:: Dataset records ::
__________________________________________________

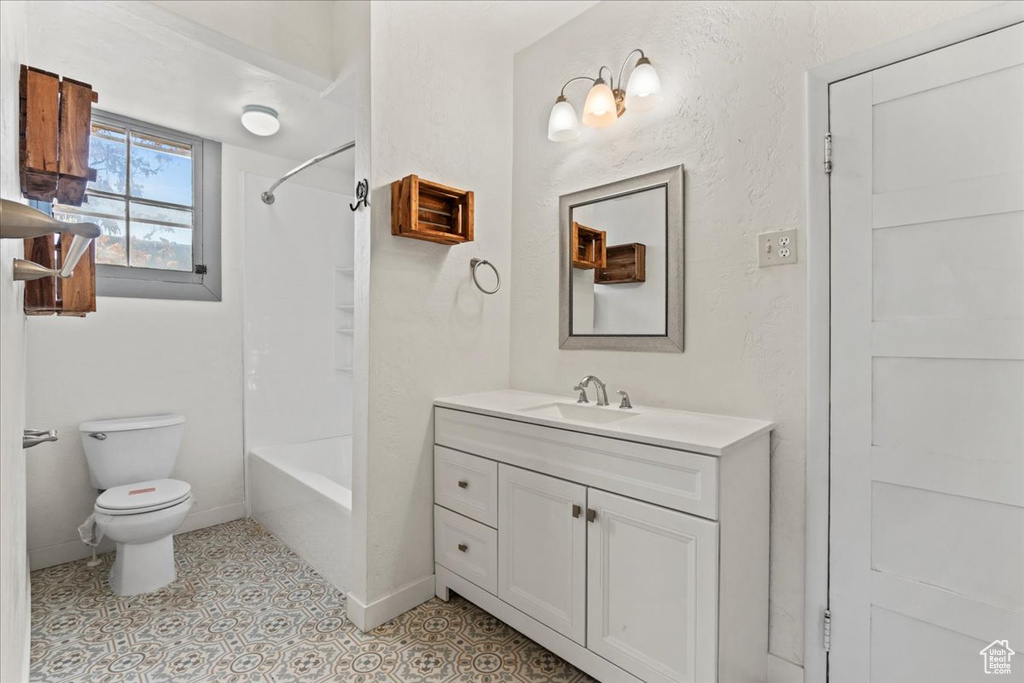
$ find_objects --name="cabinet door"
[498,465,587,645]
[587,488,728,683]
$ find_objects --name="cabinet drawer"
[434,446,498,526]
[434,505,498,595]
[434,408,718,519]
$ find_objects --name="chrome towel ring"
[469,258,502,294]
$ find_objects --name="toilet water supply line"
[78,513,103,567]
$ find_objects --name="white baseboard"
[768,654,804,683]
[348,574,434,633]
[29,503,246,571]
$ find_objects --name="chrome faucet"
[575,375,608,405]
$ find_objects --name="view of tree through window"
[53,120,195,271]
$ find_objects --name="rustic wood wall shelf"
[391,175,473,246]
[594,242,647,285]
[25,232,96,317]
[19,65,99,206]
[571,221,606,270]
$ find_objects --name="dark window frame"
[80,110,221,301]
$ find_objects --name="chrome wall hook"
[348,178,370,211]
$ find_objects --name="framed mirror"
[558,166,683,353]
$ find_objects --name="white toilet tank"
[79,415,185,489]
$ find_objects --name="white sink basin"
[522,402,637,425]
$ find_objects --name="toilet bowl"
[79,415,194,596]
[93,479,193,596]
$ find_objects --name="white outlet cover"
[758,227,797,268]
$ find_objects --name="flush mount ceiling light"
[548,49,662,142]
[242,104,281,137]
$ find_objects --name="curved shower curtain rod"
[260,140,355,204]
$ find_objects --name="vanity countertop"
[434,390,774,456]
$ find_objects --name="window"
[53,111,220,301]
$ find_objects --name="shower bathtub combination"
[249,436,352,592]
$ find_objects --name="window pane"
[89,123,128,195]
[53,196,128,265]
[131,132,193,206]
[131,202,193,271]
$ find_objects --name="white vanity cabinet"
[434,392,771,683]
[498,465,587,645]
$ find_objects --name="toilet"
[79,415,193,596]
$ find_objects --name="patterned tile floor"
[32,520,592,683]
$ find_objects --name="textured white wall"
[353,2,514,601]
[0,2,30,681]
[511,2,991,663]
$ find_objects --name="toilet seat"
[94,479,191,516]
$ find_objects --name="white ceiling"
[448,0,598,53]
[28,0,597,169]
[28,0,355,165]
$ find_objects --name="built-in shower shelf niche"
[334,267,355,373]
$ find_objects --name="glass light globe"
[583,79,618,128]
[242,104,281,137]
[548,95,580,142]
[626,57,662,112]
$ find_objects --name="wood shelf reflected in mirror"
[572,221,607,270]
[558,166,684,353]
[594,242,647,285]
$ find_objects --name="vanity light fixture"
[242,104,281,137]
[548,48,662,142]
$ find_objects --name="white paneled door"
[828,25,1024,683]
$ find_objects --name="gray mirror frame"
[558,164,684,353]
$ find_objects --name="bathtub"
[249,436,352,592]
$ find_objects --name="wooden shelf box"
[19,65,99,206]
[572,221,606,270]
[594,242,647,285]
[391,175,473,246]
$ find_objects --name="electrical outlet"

__________________________________________________

:: Given exercise ::
How many lines in the items above contain the string "door"? Matching is case-sensitive; reply with the number alone.

:: Solution ::
2